─── SUPPLIED MATERIAL ───
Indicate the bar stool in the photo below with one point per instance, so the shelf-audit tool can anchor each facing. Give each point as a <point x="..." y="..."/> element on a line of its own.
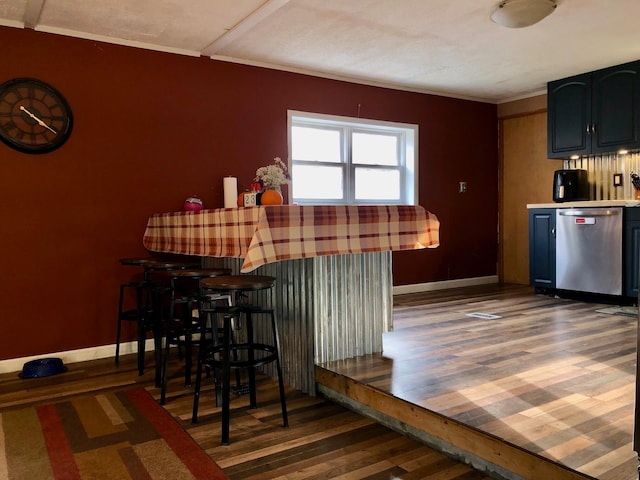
<point x="181" y="325"/>
<point x="139" y="314"/>
<point x="224" y="355"/>
<point x="143" y="313"/>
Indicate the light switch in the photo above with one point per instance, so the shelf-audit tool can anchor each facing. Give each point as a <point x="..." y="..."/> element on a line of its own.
<point x="617" y="179"/>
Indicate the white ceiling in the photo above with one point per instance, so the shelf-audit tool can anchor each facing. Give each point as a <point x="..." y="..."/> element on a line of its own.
<point x="448" y="47"/>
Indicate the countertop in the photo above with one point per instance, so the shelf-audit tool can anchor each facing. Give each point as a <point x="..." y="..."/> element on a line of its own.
<point x="587" y="204"/>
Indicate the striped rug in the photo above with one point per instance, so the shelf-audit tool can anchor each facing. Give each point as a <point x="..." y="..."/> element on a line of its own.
<point x="115" y="435"/>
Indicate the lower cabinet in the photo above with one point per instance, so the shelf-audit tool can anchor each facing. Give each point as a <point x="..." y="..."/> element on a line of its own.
<point x="542" y="247"/>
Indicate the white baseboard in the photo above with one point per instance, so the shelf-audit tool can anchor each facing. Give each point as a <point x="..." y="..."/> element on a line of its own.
<point x="73" y="356"/>
<point x="106" y="351"/>
<point x="432" y="286"/>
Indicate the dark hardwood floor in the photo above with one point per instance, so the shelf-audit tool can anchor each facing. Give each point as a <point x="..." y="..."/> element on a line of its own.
<point x="324" y="440"/>
<point x="545" y="389"/>
<point x="549" y="376"/>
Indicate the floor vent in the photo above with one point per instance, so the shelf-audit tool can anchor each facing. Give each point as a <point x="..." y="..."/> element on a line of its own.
<point x="486" y="316"/>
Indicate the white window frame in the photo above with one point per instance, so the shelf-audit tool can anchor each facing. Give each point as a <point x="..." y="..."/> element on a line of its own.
<point x="406" y="133"/>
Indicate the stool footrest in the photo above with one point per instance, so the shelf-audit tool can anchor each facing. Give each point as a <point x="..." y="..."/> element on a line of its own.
<point x="234" y="348"/>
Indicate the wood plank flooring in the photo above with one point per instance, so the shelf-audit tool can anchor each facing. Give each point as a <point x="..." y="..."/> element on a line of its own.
<point x="551" y="376"/>
<point x="323" y="441"/>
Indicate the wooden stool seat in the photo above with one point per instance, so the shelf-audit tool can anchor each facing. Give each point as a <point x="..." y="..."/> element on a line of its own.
<point x="145" y="312"/>
<point x="225" y="354"/>
<point x="185" y="296"/>
<point x="200" y="273"/>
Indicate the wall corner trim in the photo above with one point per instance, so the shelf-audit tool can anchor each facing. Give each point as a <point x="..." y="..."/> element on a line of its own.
<point x="432" y="286"/>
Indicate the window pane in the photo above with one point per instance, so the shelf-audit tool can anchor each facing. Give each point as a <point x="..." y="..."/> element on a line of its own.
<point x="315" y="144"/>
<point x="374" y="149"/>
<point x="377" y="184"/>
<point x="317" y="182"/>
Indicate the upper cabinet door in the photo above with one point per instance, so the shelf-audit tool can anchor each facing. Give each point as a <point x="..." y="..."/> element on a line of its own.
<point x="569" y="116"/>
<point x="616" y="116"/>
<point x="594" y="113"/>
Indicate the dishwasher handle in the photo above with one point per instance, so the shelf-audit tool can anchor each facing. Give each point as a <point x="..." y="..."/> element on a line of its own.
<point x="588" y="213"/>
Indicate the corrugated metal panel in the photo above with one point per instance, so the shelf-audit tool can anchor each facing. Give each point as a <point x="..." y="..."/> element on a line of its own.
<point x="601" y="169"/>
<point x="327" y="308"/>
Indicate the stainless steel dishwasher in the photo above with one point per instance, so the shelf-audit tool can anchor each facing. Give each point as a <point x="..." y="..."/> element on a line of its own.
<point x="589" y="250"/>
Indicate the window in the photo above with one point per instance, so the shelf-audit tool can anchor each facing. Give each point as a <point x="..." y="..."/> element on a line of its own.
<point x="342" y="160"/>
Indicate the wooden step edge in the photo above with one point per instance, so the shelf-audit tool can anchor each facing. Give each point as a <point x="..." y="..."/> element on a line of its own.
<point x="480" y="450"/>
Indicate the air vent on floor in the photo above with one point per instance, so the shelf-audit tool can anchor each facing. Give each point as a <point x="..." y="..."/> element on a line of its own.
<point x="486" y="316"/>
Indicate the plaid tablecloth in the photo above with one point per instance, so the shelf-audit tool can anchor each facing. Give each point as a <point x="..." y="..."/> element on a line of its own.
<point x="268" y="234"/>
───
=== PROBLEM DETAILS ===
With the line containing "Indicate the wooden step" as the first and the last line of the records as the final one, print exactly the lines in that span.

=== RIGHT ANSWER ===
Indicate the wooden step edge in the photo above with one point per instance, so the shelf-audit tool can anchor each facing. Give each point as a <point x="..." y="..."/> element on a line of its own.
<point x="480" y="450"/>
Indicate the air vent on floor in the photo above with one point per instance, so the shelf-audit tool can anchor each facing. Give each point as a <point x="..." y="..."/> element on a line of its own.
<point x="486" y="316"/>
Indicate the plaid tablecloth in the photo above with one point per instance, so the shelf-audit tool can anchor each facing. Give each point as a <point x="..." y="..."/> element on a line of its own.
<point x="268" y="234"/>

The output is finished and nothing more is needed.